- Quoted passage -

+-------+

In the news: Three states where harmful health insurance practices are making headlines

Patients, advocates and elected officials often use the media to promote legislation and bring awareness to chronic disease. During the month of March, we read articles, letters to the editor and op-eds that addressed how to protect patients’ rights. We’ve outlined three of our favorites below:

1. For years, epilepsy patient Erin Guard could not find a treatment that controlled her seizures without experiencing intense side effects, including dizziness and slurred speech. Finally, when Guard was a teenager, her doctors found a substitute that helped prevent seizures without the dangerous side effects. Four months after her doctors prescribed the effective treatment, however, her insurance notified her and said she would have to go back to her original medication or pay out of pocket for the new medication, regardless of whether she could afford it.

Guard, who lives in Illinois, became the latest victim of non-medical switching, an increasingly common – and dangerous – insurance practice that occurs when a provider switches a patient’s prescribed treatment for reasons other than health and safety. The Illinois Legislature is currently considering House Bill 4146, which would prevent insurance providers from changing drug coverage during the middle of a plan year if it had previously approved the treatment. The bill has been assigned to the House Insurance: Health & Life Committee.

To read about Guard’s story, click here:

2. Fred Jorgenson, president of the Academy of Medicine of Cleveland & Northern Ohio, recently published an article on raising awareness about two step therapy bills that are currently in the Ohio General Assembly, Senate Bill 56 and House Bill 72. In his letter to the editor, he explains that step therapy can have dangerous health consequences to patients who suffer from chronic illness. Step therapy, otherwise known as fail first, is another harmful insurance practice that happens when an insurance provider believes a cheaper, riskier drug is a better than a doctor-prescribed treatment. Providers will only cover the original treatment if a patient first fails the cheaper medication.

Dr. Jorgenson said, “For a person with epilepsy, it could mean having a seizure. For someone with inflammatory bowel disease, it could mean serious flare ups that can sideline a person for days. For someone with cancer, it could mean that their disease progresses.”

He called for the Ohio General Assembly to act on behalf of patients and pass the two bills that would reform step therapy requirements.

To read Dr. Jorgenson’s letter the editor, click here:

3. Finally, two state representatives in Maine, Bob Foley and Health Sanborn, authored an op-ed published in the Maine Press Herald bringing attention to non-medical switching, a problem many Mainers with chronic health conditions face. While insurance companies attempt to justify non-medical switching by saying it keeps medical costs down, Foley and Sanborn cite a recent analysis from the Institute for Patient Access disproving that theory. (And, in fact, this study found that step therapy may actually lead to an increase in costs due to nondrug expenses.)

+-------+

- Data -

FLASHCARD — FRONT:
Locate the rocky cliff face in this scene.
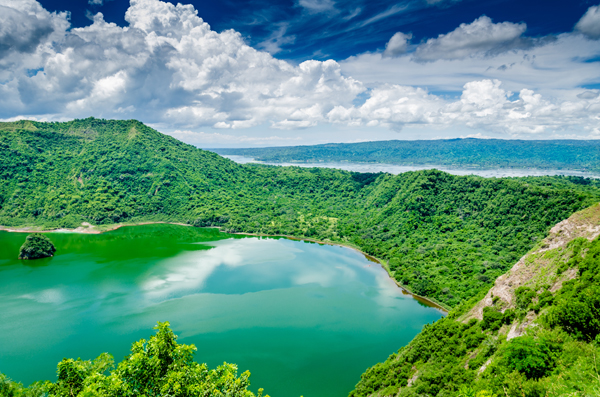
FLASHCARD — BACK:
[461,204,600,339]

+-------+

- What this exercise asks -
1. Output everything in the health insurance article from "He called for" down to "to nondrug expenses.)", copied word for word.
2. According to the health insurance article, which committee has Illinois House Bill 4146 been assigned to?
3. Extend the health insurance article by writing on from the point where it stops.

- Responses to the tasks -
1.
He called for the Ohio General Assembly to act on behalf of patients and pass the two bills that would reform step therapy requirements.

To read Dr. Jorgenson’s letter the editor, click here:

3. Finally, two state representatives in Maine, Bob Foley and Health Sanborn, authored an op-ed published in the Maine Press Herald bringing attention to non-medical switching, a problem many Mainers with chronic health conditions face. While insurance companies attempt to justify non-medical switching by saying it keeps medical costs down, Foley and Sanborn cite a recent analysis from the Institute for Patient Access disproving that theory. (And, in fact, this study found that step therapy may actually lead to an increase in costs due to nondrug expenses.)

2. The House Insurance: Health & Life Committee.

3.
The two representatives have introduced a bill in the Maine Legislature, Legislative Document 696, that would address this issue and stop insurers from denying patients access to their prescribed treatment.

Read Representatives Foley and Sanborn’s op-ed here:

The Chronic Disease Coalition supports legislation on the state and federal level that puts patients over insurance profits.

2 Responses

  1. This just happened to me when spouse employer changed to another plan. I was forced off a med I was on for over 4 ys, and told I have to try 8 contolled meds and fail before my Dr. could even request prior auth or medical neccessity.

    He rx’d another med that did not need prior auth. No tapering off the med I was on, no trirated to the new. After the first dose of new, immediate side effects. Intense stomach pain and gastrointestinal distress, nausea, headache, cognitive function declined. I could not eat, have bowel movement for 10 days even using otc products for that. Ended up in ER for possible bowel obstruction, dehydration, nausea. Yeah, that really helped to cut costs for myself and benefit provider right? I suffered for 10 days, was frightened, could not reach my Dr. I could not just stop taking the new med due to withdrawl. Last thing I needed.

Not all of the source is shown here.